● **PROBLEM TO SOLVE**
Copy the lines of the records below verbatim, starting at the line that contains "# give the mask of every instance of the track" and ending with the last line of the records.

● **SUPPLIED ENTRIES**
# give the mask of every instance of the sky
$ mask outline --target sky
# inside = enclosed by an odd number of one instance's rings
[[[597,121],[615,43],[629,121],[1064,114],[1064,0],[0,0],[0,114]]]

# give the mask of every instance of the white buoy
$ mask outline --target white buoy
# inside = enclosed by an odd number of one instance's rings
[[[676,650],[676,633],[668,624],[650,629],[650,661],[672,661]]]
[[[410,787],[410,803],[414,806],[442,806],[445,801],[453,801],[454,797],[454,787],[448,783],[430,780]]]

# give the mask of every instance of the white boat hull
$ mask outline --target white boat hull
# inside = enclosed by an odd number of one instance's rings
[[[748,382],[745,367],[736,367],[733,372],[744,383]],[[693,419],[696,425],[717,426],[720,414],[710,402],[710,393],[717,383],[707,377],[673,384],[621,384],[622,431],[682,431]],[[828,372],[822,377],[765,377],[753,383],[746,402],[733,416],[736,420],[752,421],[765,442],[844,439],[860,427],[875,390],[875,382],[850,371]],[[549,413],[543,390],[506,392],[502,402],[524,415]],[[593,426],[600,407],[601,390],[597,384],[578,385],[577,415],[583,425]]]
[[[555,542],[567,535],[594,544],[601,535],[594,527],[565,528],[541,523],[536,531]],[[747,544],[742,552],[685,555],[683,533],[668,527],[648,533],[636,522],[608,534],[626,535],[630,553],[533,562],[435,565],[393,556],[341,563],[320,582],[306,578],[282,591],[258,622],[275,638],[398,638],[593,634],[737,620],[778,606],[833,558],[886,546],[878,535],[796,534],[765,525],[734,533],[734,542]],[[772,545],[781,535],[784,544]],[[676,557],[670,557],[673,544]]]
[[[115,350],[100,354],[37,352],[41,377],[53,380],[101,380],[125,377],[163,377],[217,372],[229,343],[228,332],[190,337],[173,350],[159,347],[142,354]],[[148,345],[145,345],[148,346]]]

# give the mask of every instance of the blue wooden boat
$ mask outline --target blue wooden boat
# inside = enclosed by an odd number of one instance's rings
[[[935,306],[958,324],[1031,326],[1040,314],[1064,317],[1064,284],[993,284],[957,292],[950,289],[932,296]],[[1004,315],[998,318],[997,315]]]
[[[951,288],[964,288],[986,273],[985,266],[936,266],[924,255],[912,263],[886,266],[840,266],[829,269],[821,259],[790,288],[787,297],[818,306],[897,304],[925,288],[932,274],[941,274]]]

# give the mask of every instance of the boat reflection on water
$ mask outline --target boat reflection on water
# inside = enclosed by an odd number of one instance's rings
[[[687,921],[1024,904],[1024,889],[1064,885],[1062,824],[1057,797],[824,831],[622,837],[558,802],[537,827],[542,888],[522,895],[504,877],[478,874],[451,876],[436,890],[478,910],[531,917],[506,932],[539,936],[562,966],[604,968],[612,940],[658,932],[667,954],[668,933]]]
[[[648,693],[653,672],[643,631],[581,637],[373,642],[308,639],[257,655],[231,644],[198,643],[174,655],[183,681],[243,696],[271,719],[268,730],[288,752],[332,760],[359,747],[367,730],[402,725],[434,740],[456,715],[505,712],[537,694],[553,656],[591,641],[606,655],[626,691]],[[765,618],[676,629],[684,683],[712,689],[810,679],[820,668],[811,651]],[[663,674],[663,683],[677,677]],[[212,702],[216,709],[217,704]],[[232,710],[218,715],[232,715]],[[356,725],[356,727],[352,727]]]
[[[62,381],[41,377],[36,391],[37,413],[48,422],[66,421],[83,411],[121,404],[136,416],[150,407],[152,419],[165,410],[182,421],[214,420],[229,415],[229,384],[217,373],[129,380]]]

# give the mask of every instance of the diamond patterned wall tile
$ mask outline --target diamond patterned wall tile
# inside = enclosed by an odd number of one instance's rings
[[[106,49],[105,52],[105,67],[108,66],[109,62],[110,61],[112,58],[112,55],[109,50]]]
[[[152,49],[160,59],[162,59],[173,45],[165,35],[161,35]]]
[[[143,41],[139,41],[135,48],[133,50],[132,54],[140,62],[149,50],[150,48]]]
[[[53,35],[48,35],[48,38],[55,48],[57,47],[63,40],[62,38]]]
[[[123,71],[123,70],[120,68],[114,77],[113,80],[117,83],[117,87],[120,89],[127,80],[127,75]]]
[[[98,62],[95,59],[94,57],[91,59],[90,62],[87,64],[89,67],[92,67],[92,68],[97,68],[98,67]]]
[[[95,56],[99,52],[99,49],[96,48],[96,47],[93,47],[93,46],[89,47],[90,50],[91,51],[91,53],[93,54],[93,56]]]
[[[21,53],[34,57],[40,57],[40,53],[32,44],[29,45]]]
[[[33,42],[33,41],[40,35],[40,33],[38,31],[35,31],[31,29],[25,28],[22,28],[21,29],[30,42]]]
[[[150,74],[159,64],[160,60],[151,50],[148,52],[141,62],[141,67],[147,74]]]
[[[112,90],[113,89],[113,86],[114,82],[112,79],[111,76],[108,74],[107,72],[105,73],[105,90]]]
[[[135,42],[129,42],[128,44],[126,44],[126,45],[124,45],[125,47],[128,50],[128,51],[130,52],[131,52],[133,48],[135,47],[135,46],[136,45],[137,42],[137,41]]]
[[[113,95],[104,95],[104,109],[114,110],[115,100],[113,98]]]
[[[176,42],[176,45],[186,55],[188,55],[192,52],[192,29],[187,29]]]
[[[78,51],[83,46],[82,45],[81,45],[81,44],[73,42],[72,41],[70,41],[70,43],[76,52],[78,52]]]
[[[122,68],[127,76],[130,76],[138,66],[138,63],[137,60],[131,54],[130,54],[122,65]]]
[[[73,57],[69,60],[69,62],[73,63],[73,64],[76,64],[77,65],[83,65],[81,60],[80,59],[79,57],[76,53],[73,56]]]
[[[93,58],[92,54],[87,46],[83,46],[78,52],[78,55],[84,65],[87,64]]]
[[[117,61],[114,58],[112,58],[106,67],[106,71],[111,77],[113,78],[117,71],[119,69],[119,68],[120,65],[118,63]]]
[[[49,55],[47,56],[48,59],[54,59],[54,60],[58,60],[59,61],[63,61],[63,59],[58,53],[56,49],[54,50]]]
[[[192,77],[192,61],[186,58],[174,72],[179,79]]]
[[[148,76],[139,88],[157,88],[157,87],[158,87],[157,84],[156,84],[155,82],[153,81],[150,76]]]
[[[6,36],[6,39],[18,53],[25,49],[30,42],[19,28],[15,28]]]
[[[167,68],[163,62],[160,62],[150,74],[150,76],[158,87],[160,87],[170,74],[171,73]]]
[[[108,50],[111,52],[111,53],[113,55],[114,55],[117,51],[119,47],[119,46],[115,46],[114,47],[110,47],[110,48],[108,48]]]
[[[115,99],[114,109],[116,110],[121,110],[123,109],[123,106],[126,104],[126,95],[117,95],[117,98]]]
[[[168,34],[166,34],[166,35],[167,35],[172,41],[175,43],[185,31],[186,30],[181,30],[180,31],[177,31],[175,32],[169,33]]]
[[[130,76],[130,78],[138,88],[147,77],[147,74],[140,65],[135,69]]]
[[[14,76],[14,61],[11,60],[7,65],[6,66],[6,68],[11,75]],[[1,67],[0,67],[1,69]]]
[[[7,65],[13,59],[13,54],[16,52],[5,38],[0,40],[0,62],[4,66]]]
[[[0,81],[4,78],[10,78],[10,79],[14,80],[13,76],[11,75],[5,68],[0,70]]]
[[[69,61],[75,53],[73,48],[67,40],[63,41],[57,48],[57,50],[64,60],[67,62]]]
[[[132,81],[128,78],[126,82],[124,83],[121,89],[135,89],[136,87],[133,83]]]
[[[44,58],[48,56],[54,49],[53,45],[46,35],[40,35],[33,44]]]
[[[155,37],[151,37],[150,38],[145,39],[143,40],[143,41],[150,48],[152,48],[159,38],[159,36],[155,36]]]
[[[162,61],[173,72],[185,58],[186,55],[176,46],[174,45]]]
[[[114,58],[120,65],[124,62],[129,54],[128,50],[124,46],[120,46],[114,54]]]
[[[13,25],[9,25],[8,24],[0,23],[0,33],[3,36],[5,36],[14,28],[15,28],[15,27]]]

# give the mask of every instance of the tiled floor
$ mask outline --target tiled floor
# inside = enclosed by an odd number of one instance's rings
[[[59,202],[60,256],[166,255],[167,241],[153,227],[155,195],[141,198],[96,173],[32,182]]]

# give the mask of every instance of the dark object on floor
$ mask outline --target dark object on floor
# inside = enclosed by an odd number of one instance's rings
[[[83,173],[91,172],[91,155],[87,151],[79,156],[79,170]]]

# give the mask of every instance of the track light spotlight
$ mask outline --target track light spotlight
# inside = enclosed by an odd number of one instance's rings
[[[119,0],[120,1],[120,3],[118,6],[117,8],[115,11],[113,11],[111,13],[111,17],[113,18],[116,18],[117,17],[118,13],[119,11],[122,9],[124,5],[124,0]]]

● **EXERCISE OUTPUT**
# give the mask of every instance of the track light spotlight
$ mask outline --target track light spotlight
# inside = enclosed by an odd number of one instance's rings
[[[119,0],[120,1],[120,3],[118,6],[117,8],[115,11],[113,11],[111,13],[111,17],[113,18],[116,18],[117,17],[118,13],[119,11],[122,9],[124,5],[124,0]]]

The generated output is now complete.